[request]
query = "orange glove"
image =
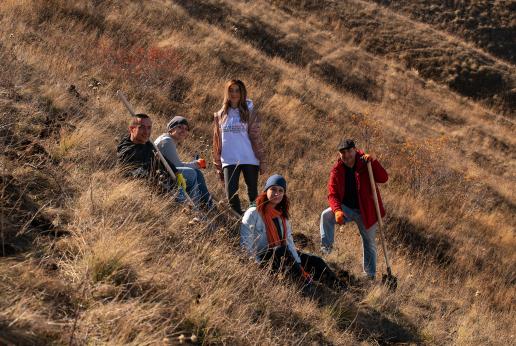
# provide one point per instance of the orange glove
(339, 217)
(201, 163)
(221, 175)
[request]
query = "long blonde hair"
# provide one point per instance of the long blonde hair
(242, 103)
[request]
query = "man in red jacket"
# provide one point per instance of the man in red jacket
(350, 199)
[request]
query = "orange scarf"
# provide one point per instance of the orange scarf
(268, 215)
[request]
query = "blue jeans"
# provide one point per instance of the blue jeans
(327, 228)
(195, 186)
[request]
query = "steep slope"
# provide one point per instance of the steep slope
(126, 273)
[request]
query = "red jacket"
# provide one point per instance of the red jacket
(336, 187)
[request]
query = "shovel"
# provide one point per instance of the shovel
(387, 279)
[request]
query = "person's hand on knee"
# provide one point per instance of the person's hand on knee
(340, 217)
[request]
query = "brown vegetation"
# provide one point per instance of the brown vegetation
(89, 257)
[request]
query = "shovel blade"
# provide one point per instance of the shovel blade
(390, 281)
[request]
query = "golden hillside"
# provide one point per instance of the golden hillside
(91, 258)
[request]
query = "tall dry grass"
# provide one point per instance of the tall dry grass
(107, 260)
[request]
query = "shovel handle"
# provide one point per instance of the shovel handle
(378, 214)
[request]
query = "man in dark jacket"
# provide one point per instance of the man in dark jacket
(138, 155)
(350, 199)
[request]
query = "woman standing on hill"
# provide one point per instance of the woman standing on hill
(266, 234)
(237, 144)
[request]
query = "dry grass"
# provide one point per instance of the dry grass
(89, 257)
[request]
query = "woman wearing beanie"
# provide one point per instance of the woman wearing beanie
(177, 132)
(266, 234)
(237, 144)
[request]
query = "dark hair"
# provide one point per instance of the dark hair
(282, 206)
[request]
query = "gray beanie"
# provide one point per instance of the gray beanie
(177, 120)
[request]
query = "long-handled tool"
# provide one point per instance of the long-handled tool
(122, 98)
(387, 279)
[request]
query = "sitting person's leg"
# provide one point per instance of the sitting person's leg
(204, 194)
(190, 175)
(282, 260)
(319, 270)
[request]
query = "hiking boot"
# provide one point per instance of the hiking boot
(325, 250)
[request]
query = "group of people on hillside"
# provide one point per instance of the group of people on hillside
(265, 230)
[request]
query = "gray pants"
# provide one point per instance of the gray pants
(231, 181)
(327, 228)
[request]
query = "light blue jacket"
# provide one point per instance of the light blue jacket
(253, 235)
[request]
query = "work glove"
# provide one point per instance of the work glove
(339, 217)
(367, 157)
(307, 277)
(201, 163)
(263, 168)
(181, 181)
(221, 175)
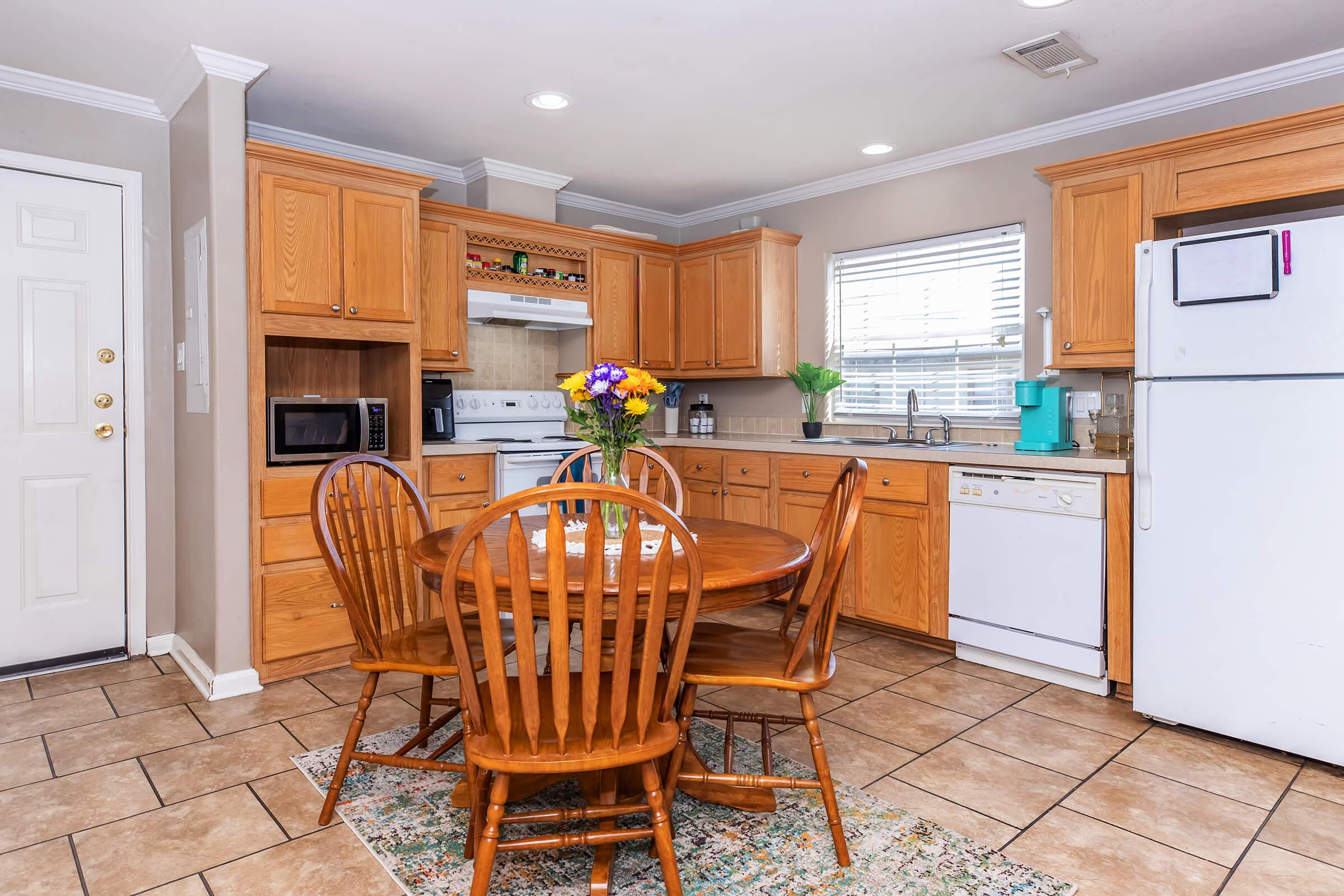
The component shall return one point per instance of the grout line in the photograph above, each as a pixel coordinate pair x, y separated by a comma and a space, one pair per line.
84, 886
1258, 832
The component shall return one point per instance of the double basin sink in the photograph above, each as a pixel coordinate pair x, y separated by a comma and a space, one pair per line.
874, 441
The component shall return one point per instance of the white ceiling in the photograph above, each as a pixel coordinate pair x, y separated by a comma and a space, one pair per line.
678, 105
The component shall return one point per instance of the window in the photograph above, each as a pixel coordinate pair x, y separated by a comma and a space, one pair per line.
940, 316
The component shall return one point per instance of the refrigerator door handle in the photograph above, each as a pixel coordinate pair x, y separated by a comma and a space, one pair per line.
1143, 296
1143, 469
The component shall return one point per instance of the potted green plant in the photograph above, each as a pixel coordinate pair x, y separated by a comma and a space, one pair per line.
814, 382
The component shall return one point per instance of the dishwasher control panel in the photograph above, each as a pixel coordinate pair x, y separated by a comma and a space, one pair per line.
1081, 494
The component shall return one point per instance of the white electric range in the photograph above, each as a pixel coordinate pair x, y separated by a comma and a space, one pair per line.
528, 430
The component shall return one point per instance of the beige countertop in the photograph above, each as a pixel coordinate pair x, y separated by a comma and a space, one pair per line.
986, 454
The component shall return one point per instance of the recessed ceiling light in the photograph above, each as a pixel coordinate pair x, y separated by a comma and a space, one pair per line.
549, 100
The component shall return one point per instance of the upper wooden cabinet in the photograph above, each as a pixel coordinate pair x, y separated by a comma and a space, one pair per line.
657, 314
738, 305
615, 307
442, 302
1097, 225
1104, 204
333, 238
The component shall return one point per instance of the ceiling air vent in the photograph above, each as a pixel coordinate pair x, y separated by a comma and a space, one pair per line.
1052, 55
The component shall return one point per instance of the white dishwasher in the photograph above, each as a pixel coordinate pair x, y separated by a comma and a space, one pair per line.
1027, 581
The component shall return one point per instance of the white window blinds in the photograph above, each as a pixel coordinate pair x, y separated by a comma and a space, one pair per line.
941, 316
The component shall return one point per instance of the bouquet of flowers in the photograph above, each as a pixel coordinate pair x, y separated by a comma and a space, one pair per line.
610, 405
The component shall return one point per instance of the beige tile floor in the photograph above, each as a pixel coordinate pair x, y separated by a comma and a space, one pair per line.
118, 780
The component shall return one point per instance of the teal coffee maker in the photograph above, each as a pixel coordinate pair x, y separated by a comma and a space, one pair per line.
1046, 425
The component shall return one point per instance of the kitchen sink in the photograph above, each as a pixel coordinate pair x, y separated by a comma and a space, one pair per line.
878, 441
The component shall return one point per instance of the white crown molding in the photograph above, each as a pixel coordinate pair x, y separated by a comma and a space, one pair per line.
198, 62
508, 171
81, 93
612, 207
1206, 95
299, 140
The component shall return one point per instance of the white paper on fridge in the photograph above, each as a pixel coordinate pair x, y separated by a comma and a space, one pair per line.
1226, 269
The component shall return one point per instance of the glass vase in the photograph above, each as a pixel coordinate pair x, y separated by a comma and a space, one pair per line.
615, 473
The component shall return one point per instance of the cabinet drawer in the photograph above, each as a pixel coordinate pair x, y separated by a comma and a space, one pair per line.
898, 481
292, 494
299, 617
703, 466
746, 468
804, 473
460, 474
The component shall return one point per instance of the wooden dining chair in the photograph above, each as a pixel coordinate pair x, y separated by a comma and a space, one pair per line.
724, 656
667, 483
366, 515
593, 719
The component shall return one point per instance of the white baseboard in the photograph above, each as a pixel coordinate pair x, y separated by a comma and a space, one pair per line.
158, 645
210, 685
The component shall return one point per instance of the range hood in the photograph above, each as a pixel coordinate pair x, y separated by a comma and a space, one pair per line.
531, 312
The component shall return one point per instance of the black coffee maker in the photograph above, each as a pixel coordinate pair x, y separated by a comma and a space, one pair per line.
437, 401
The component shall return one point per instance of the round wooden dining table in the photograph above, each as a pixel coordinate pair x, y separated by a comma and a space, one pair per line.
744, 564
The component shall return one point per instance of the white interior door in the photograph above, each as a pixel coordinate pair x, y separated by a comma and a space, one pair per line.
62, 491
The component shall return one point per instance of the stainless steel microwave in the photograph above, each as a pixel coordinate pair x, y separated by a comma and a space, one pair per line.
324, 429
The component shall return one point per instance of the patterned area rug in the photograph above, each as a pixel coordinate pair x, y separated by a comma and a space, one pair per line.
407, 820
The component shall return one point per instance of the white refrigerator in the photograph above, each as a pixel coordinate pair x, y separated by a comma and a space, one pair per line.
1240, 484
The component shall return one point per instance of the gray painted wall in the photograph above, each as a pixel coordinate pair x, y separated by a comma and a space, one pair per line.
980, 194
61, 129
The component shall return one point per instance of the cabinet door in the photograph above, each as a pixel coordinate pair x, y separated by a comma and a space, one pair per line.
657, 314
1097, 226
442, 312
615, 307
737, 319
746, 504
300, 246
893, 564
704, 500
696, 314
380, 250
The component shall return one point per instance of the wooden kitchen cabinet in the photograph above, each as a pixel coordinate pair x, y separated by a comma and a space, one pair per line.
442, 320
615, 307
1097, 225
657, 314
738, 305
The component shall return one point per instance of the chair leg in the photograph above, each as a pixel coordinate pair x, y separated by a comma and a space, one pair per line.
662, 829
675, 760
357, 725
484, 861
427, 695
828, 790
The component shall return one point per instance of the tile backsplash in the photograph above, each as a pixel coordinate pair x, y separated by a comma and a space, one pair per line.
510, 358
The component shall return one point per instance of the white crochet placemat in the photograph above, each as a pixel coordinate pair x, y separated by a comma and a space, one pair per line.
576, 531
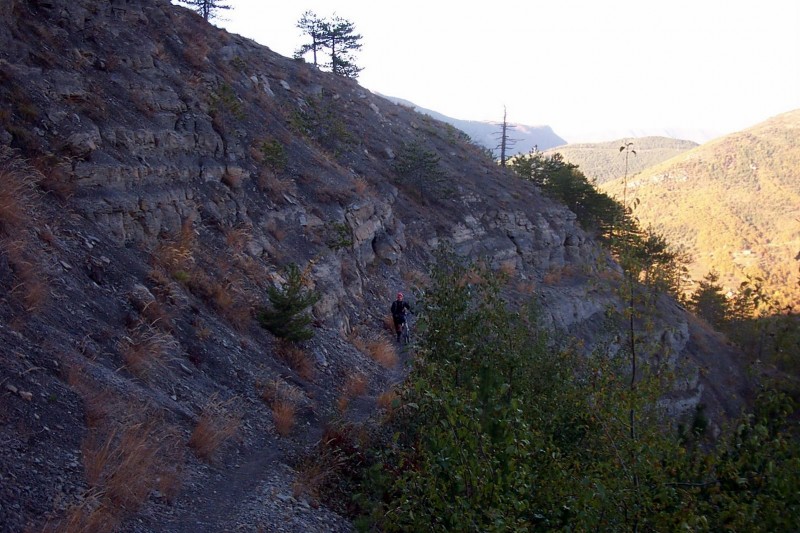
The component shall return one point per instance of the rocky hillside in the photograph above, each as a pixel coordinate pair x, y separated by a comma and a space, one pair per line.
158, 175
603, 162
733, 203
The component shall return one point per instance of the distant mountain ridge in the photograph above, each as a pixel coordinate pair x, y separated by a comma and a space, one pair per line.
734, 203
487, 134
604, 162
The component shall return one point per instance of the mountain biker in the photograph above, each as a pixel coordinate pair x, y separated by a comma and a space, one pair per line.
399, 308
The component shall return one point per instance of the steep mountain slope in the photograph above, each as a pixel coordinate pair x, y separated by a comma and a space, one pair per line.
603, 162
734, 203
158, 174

◆ Directions ◆
Copy exactly the lines running from the one that holds "of the mountain" to the last line of the listing above. Include both of those lines.

◆ Solution to this task ◆
The component shall return one point per instance of the mountain biker in the photograph above, each as a pixel coordinate pair x, y separated by a comma and a space, one pair per line.
399, 308
The component shall return one point per instance of the steep mountain slope in the photograph above, each as a pixel coordinate pair x, y separated by a comma and a space, one pair per line.
603, 162
734, 203
158, 174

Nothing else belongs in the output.